> **SELECTED EXCERPT**
[Haifux] MCTIP computer technician course

Orna Agmon Ben-Yehuda ladypine at gmail.com
Tue Feb 22 08:31:30 MSK 2011


On Tue, Feb 22, 2011 at 1:48 AM, Michael Vasiliev <mycroft at yandex.ru> wrote:

>  On 02/20/2011 09:23 AM, Orna Agmon Ben-Yehuda wrote:
>
> How about starting your CS BSc instead? The open U is free for all, even if
> you do not have the bagrut yet, and the Technion has special programs for
> good students - some start at 16 or earlier.
>
> I'm replying to this reply, since I did not get the original letter (ugh,
> again!), and can't figure out whose mail server is to blame.
>
>
I am sorry about that. I considered replying in private, then re-added the
(wrong) list - amichay posted to linux-il, I posted to haifux, we got a
weird cross-posting effect.


> Even though more than good 13 years passed since I was in that exact
> situation, I'd like to share some insights, based on nothing else but actual
> experience. Let's say you are, like I was, a young hacker in his teen years
> looking for a job. You have some computer, network, linux, and programming
> knowledge, and lacking relevant experience, you're looking into persuading
> the employer in your abilities. You are, like all people have a resource,
> time, which you want to invest wisely.
>
> First of all, if you think that a prospective employer would take a teen
> off the street, with or without courses and let him manage expensive
> equipment and business-critical data, you're so wrong. Wrong, wrong, wrong.
> I cannot emphasize it any further. Unlest that employer is your close
> relative, the best you're looking at is laying LAN cable or assembling
> computers from parts, both below minimum wage (sic!). The kind of jobs you
> have the lowest chance to make a mistake at, from the employer's view.

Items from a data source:

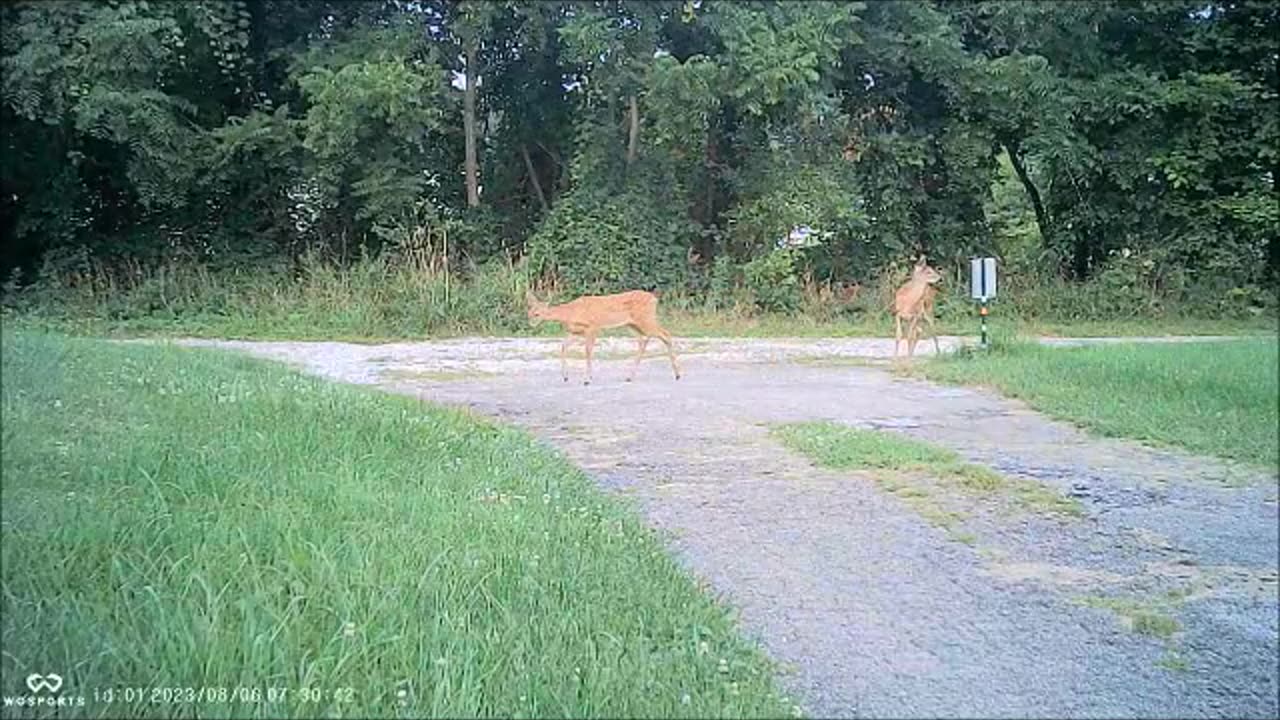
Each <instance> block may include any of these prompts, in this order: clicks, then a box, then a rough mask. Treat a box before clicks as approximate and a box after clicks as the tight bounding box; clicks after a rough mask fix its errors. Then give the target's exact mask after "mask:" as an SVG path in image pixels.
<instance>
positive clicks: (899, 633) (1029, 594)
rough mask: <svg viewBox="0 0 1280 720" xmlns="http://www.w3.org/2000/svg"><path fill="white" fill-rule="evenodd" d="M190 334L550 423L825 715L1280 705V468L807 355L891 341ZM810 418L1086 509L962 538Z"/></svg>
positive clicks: (992, 713)
mask: <svg viewBox="0 0 1280 720" xmlns="http://www.w3.org/2000/svg"><path fill="white" fill-rule="evenodd" d="M945 342H946V345H947V346H951V345H954V342H955V341H954V338H945ZM1062 342H1070V341H1062ZM191 345H220V346H224V347H230V348H237V350H242V351H248V352H252V354H255V355H260V356H265V357H273V359H276V360H283V361H288V363H293V364H296V365H300V366H302V368H305V369H307V370H310V372H315V373H319V374H323V375H326V377H330V378H335V379H342V380H347V382H357V383H366V384H378V386H380V387H383V388H385V389H389V391H392V392H401V393H408V395H413V396H417V397H421V398H424V400H428V401H433V402H440V404H448V405H460V406H466V407H471V409H474V410H476V411H480V413H484V414H488V415H492V416H495V418H500V419H504V420H508V421H513V423H516V424H520V425H522V427H525V428H527V429H530V430H531V432H534V433H535V434H538V436H539V437H541V438H544V439H545V441H547V442H550V443H552V445H554V446H556V447H557V448H559V450H561V451H562V452H564V454H566V455H567V456H568V457H570V459H571V460H572V461H573V462H576V464H579V465H580V466H581V468H584V469H585V470H586V471H588V473H590V474H591V475H593V477H594V478H596V480H598V482H599V483H600V484H602V486H603V487H605V488H608V489H609V491H612V492H617V493H622V495H626V496H630V497H632V498H635V500H636V502H637V505H639V509H640V510H641V511H643V512H644V514H645V515H646V518H648V519H649V521H650V523H652V524H653V525H654V527H658V528H660V529H663V530H666V532H667V533H669V538H671V539H669V544H671V547H672V548H673V551H675V552H676V553H677V556H678V557H680V560H681V561H682V562H684V564H685V565H686V566H687V568H689V569H690V570H691V571H692V573H694V574H696V575H698V577H700V578H703V579H705V580H707V582H708V583H709V584H710V587H712V588H713V589H714V591H716V592H717V593H718V594H719V596H721V597H722V598H724V601H726V602H728V603H730V605H732V606H733V607H736V609H737V610H739V612H740V619H741V624H742V626H744V630H745V632H746V633H749V634H750V635H751V637H754V638H756V639H758V641H759V642H760V643H762V644H763V646H764V647H765V648H767V650H768V652H769V653H771V655H772V656H773V657H776V659H778V660H781V661H782V662H783V664H785V665H786V666H788V667H790V673H788V674H787V675H786V676H785V678H783V682H785V683H786V684H787V685H788V687H790V689H792V691H794V692H795V694H796V696H797V697H800V698H803V701H804V710H805V711H806V712H809V714H812V715H814V716H822V717H835V716H863V717H910V716H919V717H925V716H927V717H973V716H1018V717H1062V716H1111V717H1155V716H1166V717H1167V716H1175V717H1221V716H1233V717H1274V716H1276V715H1277V712H1280V708H1277V702H1276V693H1277V689H1280V688H1277V679H1276V666H1277V662H1280V650H1277V633H1280V629H1277V615H1276V611H1277V597H1276V592H1277V591H1276V574H1277V568H1276V556H1277V552H1280V542H1277V509H1276V482H1275V479H1274V478H1266V477H1256V475H1253V474H1251V473H1249V471H1248V470H1240V469H1238V468H1233V466H1230V465H1226V464H1221V462H1216V461H1213V460H1208V459H1203V457H1193V456H1189V455H1185V454H1180V452H1174V451H1162V450H1151V448H1146V447H1140V446H1138V445H1134V443H1128V442H1123V441H1111V439H1097V438H1091V437H1087V436H1084V434H1083V433H1080V432H1079V430H1076V429H1074V428H1071V427H1069V425H1066V424H1062V423H1056V421H1052V420H1048V419H1046V418H1043V416H1042V415H1039V414H1037V413H1033V411H1030V410H1028V409H1027V407H1025V406H1023V405H1021V404H1019V402H1014V401H1007V400H1002V398H997V397H993V396H991V395H987V393H984V392H980V391H974V389H966V388H950V387H938V386H933V384H929V383H924V382H918V380H909V379H899V378H895V377H892V375H891V374H888V373H886V372H883V370H879V369H876V368H868V366H856V365H847V364H845V365H841V366H822V365H814V364H805V363H797V361H796V360H797V359H803V357H804V356H805V355H815V356H838V357H845V359H847V357H883V356H884V355H887V351H888V348H890V347H891V341H888V342H887V341H865V340H849V341H703V342H692V341H685V342H682V347H685V348H689V350H691V352H687V354H686V355H684V356H682V364H684V365H685V368H686V377H685V378H684V379H681V380H680V382H678V383H676V382H673V380H672V379H671V378H669V375H667V374H666V368H659V366H658V365H657V363H654V364H650V365H645V366H644V368H643V370H641V373H640V374H639V377H637V380H636V382H635V383H623V382H621V380H622V375H623V373H625V364H623V361H621V360H602V361H599V363H598V373H596V383H595V384H593V386H590V387H582V386H581V384H577V383H576V382H575V383H568V384H564V383H562V382H559V378H558V361H557V360H556V351H557V348H558V343H557V342H556V341H536V340H497V341H486V340H468V341H453V342H439V343H397V345H384V346H356V345H344V343H246V342H234V343H232V342H227V343H218V342H200V341H195V342H191ZM632 348H634V343H631V342H609V341H605V342H604V343H603V345H602V350H603V351H604V354H607V355H608V354H611V352H614V351H617V352H630V351H632ZM657 360H662V357H660V356H659V357H658V359H657ZM797 420H833V421H840V423H846V424H850V425H855V427H864V428H879V429H886V430H891V432H900V433H905V434H909V436H913V437H918V438H922V439H928V441H931V442H936V443H940V445H945V446H948V447H951V448H954V450H956V451H957V452H960V454H961V455H964V456H965V457H966V459H969V460H972V461H975V462H982V464H986V465H989V466H992V468H996V469H997V470H1001V471H1002V473H1006V474H1012V475H1018V477H1024V478H1033V479H1036V480H1037V482H1041V483H1044V484H1046V486H1048V487H1052V488H1055V489H1057V491H1059V492H1061V493H1065V495H1070V496H1073V497H1076V498H1078V500H1079V501H1080V502H1082V503H1083V506H1084V510H1085V516H1084V518H1082V519H1078V520H1070V521H1068V520H1055V519H1047V518H1039V516H1009V515H1005V514H1002V512H1000V511H995V510H993V509H989V507H987V509H984V507H977V509H975V512H974V514H973V515H972V516H970V518H969V519H968V520H966V523H965V529H966V530H968V532H970V533H972V534H973V537H974V538H975V543H974V544H973V546H970V544H965V543H961V542H955V541H954V539H951V537H950V536H948V534H947V533H946V532H943V530H941V529H938V528H936V527H933V525H931V524H929V523H928V521H925V519H923V518H922V516H920V515H919V514H916V512H915V511H914V510H911V509H910V507H909V506H908V505H906V503H904V502H902V501H901V500H900V498H899V497H895V496H893V495H891V493H886V492H884V491H883V489H881V488H879V487H878V486H877V484H876V483H874V482H873V480H872V479H870V478H869V477H868V475H863V474H858V473H831V471H827V470H820V469H817V468H813V466H812V465H810V464H809V462H808V461H805V460H804V459H803V457H799V456H796V455H792V454H790V452H787V451H786V450H785V448H782V447H781V446H780V445H778V443H776V442H774V441H773V439H772V438H771V436H769V433H768V429H767V425H769V424H773V423H786V421H797ZM1101 596H1115V597H1121V598H1130V600H1132V601H1133V602H1138V603H1139V605H1140V603H1143V602H1147V601H1151V600H1153V598H1155V600H1160V601H1161V602H1164V605H1165V606H1167V612H1170V614H1171V616H1174V618H1175V620H1176V626H1178V632H1176V633H1174V635H1172V637H1170V638H1158V637H1147V635H1142V634H1137V633H1133V632H1130V630H1128V629H1125V626H1124V625H1123V623H1121V619H1123V618H1124V615H1123V614H1121V615H1116V612H1115V611H1114V609H1112V610H1108V609H1107V607H1098V606H1096V605H1097V603H1092V605H1091V603H1089V602H1082V598H1097V597H1101ZM1170 598H1176V602H1174V600H1170ZM1166 600H1169V602H1165V601H1166Z"/></svg>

> **PARTS OF THE EXERCISE**
(1) Quote the passage of the email starting with "Orna Agmon Ben-Yehuda ladypine" and going on through "is to blame.".
(2) According to the email, what is the best work a teen without a close relative as an employer can expect?

> **EXPECTED RESULTS**
(1)
Orna Agmon Ben-Yehuda ladypine at gmail.com
Tue Feb 22 08:31:30 MSK 2011


On Tue, Feb 22, 2011 at 1:48 AM, Michael Vasiliev <mycroft at yandex.ru> wrote:

>  On 02/20/2011 09:23 AM, Orna Agmon Ben-Yehuda wrote:
>
> How about starting your CS BSc instead? The open U is free for all, even if
> you do not have the bagrut yet, and the Technion has special programs for
> good students - some start at 16 or earlier.
>
> I'm replying to this reply, since I did not get the original letter (ugh,
> again!), and can't figure out whose mail server is to blame.

(2) Laying LAN cable or assembling computers from parts, both below minimum wage.